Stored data
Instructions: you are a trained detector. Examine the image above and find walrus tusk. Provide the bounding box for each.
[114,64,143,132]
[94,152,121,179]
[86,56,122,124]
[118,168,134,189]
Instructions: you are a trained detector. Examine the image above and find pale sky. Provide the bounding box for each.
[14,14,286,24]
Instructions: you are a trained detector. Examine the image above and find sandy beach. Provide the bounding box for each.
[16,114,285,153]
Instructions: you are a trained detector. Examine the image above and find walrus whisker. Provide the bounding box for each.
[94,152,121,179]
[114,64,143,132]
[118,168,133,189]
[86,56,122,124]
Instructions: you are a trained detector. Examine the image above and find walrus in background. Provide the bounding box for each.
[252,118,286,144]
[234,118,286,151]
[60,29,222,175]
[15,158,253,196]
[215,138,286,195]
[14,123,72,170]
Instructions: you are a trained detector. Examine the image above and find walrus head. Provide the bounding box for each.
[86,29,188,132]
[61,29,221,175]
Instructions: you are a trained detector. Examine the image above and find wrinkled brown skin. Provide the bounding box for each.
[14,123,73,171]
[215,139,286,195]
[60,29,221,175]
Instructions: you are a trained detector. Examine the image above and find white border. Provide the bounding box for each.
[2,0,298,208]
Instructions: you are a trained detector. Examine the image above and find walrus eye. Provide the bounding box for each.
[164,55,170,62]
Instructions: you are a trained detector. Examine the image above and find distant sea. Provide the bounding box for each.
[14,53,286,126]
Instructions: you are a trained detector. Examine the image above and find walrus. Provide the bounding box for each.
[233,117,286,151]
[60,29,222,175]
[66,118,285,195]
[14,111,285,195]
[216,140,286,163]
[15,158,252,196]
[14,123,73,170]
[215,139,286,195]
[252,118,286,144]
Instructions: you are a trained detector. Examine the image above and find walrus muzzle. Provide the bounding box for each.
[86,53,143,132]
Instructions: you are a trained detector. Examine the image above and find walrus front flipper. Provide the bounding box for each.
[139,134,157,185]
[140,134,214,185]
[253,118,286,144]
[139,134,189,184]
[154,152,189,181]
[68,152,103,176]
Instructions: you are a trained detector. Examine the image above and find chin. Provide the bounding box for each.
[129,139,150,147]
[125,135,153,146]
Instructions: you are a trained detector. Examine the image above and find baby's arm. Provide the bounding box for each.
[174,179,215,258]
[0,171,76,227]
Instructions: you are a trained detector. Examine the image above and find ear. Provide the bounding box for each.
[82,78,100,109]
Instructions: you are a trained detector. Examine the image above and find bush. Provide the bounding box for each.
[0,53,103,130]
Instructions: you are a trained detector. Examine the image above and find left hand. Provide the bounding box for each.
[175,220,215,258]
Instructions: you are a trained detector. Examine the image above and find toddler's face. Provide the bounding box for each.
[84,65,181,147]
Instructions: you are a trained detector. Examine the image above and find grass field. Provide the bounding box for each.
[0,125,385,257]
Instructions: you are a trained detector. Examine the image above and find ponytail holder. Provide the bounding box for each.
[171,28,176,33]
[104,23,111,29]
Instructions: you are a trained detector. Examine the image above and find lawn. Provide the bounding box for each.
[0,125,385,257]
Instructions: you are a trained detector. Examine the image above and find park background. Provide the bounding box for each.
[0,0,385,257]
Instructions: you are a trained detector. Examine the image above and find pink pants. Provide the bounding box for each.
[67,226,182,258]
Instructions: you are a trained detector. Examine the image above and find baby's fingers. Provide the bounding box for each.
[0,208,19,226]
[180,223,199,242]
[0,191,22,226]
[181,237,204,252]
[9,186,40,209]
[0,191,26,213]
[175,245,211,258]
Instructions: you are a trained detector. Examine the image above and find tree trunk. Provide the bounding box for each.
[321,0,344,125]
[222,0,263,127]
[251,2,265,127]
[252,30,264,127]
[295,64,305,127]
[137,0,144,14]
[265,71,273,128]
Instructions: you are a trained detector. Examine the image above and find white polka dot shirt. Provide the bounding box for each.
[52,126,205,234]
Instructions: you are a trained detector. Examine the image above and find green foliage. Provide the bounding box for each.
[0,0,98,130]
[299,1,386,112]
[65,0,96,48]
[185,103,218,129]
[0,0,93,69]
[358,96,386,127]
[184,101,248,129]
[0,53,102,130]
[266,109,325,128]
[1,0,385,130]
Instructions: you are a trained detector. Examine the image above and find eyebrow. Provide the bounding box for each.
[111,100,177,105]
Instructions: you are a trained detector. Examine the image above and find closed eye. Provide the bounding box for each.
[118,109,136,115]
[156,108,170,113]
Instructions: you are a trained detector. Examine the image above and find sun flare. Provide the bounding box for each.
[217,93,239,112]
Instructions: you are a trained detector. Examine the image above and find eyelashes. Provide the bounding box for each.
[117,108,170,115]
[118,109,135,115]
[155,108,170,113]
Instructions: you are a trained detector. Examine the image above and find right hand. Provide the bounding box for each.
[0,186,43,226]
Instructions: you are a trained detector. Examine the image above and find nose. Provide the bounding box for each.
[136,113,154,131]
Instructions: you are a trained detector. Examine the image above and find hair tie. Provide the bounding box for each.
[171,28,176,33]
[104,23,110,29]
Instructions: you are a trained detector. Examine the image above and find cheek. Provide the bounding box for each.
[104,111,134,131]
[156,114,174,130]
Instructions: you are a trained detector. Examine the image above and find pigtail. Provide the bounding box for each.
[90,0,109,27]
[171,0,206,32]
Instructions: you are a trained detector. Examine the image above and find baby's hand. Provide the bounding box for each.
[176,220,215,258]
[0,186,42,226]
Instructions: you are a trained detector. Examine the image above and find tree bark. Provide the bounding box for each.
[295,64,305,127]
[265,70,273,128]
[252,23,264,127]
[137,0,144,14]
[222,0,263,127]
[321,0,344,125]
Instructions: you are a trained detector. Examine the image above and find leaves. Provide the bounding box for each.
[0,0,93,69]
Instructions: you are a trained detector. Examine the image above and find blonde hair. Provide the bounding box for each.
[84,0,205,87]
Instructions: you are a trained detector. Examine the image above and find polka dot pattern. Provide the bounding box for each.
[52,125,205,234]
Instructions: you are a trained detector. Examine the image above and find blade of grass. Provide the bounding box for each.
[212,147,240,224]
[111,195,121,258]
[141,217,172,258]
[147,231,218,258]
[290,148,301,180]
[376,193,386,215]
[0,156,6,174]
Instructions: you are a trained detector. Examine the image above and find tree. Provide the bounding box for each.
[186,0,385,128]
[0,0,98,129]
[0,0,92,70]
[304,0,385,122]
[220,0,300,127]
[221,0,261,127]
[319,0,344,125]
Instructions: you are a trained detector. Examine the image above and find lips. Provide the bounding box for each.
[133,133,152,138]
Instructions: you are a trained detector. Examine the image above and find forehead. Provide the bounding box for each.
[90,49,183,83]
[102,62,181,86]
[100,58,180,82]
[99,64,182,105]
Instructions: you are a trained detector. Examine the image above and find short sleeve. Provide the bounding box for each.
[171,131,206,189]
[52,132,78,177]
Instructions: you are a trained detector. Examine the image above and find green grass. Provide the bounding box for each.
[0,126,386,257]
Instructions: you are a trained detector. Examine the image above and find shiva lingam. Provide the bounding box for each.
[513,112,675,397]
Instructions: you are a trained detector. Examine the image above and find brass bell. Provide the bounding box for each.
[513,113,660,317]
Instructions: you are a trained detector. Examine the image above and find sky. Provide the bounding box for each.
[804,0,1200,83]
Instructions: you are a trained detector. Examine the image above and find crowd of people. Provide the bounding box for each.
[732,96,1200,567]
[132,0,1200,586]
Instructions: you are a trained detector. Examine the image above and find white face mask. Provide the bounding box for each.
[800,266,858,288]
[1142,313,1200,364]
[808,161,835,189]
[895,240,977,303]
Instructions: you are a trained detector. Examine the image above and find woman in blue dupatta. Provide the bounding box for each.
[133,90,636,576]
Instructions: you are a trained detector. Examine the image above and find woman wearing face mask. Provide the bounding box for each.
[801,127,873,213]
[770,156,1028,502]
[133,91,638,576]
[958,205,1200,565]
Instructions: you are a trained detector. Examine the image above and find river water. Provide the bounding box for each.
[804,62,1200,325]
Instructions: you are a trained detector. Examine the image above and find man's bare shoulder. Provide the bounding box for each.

§ Exercise: With both ends included, please retype exactly the lines from the line containing "water. Provide the bounding box for each." to the final line of the data.

§ Solution to this task:
Instructions: you are a trained detector. Examine the image above and find river water. Provide the bounding box for each.
[804,62,1200,325]
Instructions: you are a trained detector. Examine the image above and find man's bare shoulder. Provide the bounding box for each.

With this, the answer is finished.